In questi giorni difficili per il nostro Paese con grandi sacrifici sono stati garantiti i generi alimentari nei supermercati, ma in che condizione vivono coloro che lavorano nei campi?

È risaputo che la maggior parte della manodopera nei campi italiani è composta da immigrati sfruttati, senza contratti e, spesso, senza permesso di soggiorno. In situazioni normali, il diritto alle cure dovrebbe essere garantito anche agli immigrati senza permesso di soggiorno, ma in una circostanza grave come questa, in cui le crepe di un sistema sanitario nazionale sottoposto da decenni a continui tagli stanno emergendo in maniera sempre più evidente, questo diritto non viene garantito.

Un caso emblematico è quello della tendopoli di San Ferdinando, nella Piana di Gioia Tauro (RC), da dove vengono la maggior parte delle arance che finiscono sulla nostra tavola. Gli immigrati che le raccolgono vivono in condizioni disumane, stipati in alloggi di fortuna, senza elettricità o acqua corrente e in pessime condizioni sanitarie dapprima dell’epidemia di coronavirus. La paga nei campi della Piana è di 25 € al giorno per 10 ore di lavoro o di 1€ a cassetta, dai quali bisogna sottrarre il “pizzo” dovuto ai caporali, 3€ per il trasporto e 3€ per panino e acqua.

■ ■ ■

ESERCIZI DA SVOLGERE:
a. Elenca tutte le somme che, secondo l'estratto sul lavoro nei campi, vanno sottratte alla paga dei braccianti della Piana.
b. Secondo l'estratto sul lavoro nei campi, quanto è pagata una giornata di lavoro nei campi della Piana?
c. Scrivi il seguito dell'estratto sul lavoro nei campi, partendo dal punto in cui si interrompe.

(Voci estratte da una raccolta)
■ ■ ■

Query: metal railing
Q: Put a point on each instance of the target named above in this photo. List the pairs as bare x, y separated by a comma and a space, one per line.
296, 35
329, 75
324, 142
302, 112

■ ■ ■

RISPOSTE PER NUMERO:
a. Il "pizzo" dovuto ai caporali; 3 € per il trasporto; 3 € per panino e acqua.

b. 25 € al giorno per 10 ore di lavoro.

c.
Una condizione di vita miserevole che spesso ha portato questi braccianti a protestare: uno dei casi più eclatanti fu la rivolta per le strade di Rosarno (comune della Piana di Gioia Tauro) nel 2010 per protestare contro le condizioni disumane in cui vivevano oppure l’occupazione del Porto di Gioia Tauro nel dicembre 2019.

La soluzione da parte dello Stato è stata sempre la repressione e la ghettizzazione di queste persone, con lo sgombero delle tendopoli che puntualmente venivano ricostruite; mai una volta si è pensato di migliorare la vita di quei braccianti, in Calabria come altrove, che sono una parte importante del tessuto produttivo del nostro Paese garantendo loro il permesso di soggiorno, un contratto in regola e un alloggio.

Per fortuna i casi di coronavirus registrati finora nella Piana sono pochi, ma se dovessero aumentare il diritto alla salute non sarebbe garantito, nemmeno ai cittadini italiani. In questa condizione e a fine stagione di raccolta, tanti braccianti si sono trovati bloccati nella tendopoli senza soldi, senza lavoro e in condizioni sanitarie terribili. Se il virus dovesse diffondersi al suo interno, il contagio sarebbe altissimo. Attualmente non hanno nemmeno  l’acqua per lavarsi le mani. In questa condizione, dimenticati da tutti e lasciati al loro destino come bestie, gli immigrati hanno deciso di rifiutare i pasti forniti dal Comune come ennesimo segno di protesta. Risulta paradossale che chi produce il cibo che mangiamo ogni giorno, al pari dei tanti lavoratori italiani costretti a lavorare e a rischiare il contagio, non abbia nei fatti diritto alla salute in questa grave situazione.

L’epidemia di coronavirus ha scoperchiato il vaso di Pandora. Le contraddizioni di questo sistema appaiono oggi in maniera chiara e netta, e una volta finita l’emergenza non si potrà far finta di niente. Non sarà certo il razzismo dei partiti di estrema destra o il perbenismo di una parte della sinistra a risolvere questa contraddizione, ma solo la lotta di tutti i lavoratori, italiani ed immigrati, per ottenere migliori condizioni lavorative e di vita per tutti, indipendentemente dal colore della pelle.